▶ [Short exercise]
Can you change every "drop a single marker" to "place one marker" across all the records below, leave everything else unchanged, and give the lines back without the pictures?
* * * * * * * * *
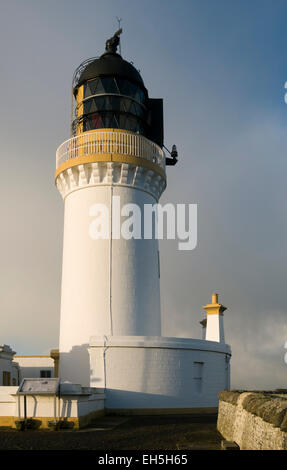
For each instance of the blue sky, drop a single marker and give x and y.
(220, 67)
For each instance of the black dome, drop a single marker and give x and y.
(110, 64)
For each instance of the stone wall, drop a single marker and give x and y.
(254, 420)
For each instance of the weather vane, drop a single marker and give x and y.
(114, 42)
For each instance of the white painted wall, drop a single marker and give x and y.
(109, 287)
(150, 372)
(31, 366)
(8, 365)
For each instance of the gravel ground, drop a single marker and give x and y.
(119, 433)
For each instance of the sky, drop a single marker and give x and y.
(220, 67)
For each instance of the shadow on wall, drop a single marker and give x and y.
(126, 399)
(74, 366)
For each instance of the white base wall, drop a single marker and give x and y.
(156, 372)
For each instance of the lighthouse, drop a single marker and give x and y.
(110, 322)
(109, 286)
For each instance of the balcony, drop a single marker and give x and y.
(110, 142)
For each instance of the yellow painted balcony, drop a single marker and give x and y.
(114, 142)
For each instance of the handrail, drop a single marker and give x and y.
(107, 142)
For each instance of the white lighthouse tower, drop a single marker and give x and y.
(110, 327)
(110, 286)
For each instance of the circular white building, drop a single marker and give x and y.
(109, 172)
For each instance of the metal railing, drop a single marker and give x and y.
(107, 142)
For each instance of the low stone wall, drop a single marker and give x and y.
(254, 420)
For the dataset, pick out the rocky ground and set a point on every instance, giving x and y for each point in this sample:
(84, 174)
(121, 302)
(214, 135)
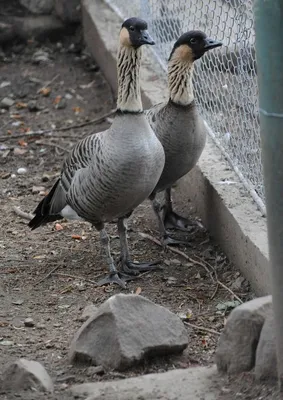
* * * * * * * * *
▶ [Response to the task]
For each instance of the blue sky, place one marker and give x and y.
(220, 67)
For each instance of the black dome, place one marker and give x and y.
(110, 64)
For each instance of the stone wall, place one marker and give x and y.
(254, 420)
For each instance of the weather vane, place one marker and give x and y.
(114, 42)
For each instance of the white painted wall, place one marker and give x and y.
(109, 287)
(150, 372)
(31, 366)
(8, 365)
For each instance of the gravel ground, place one marker and give x and y.
(119, 433)
For each instance of the sky, place one marker and give x and y.
(220, 67)
For each instance of the shadow on wall, place one marker and give x and y.
(126, 399)
(74, 366)
For each instance of the white base wall, place one marker and give x and y.
(156, 372)
For each instance of the lighthouse, place one marker and give x and y.
(110, 322)
(109, 286)
For each instance of the balcony, place one marker and give x and y.
(110, 142)
For each instance of the yellow painted balcony, place one marker and give x and y.
(114, 142)
For each instance of the handrail, place one marker and give x and y.
(107, 142)
For each instance of the white lighthouse tower, place one marker and give x and y.
(110, 327)
(110, 286)
For each instance of the circular white building, place one marker and give x and y.
(109, 172)
For each instance of the metal railing, place one marker and give x and y.
(107, 142)
For each instance of the low stone wall, place one marker and give x and y.
(254, 420)
For the dataset, pick out the rocky ground and set a point on every instance, giving x and y for each point in this sample:
(84, 174)
(121, 302)
(214, 135)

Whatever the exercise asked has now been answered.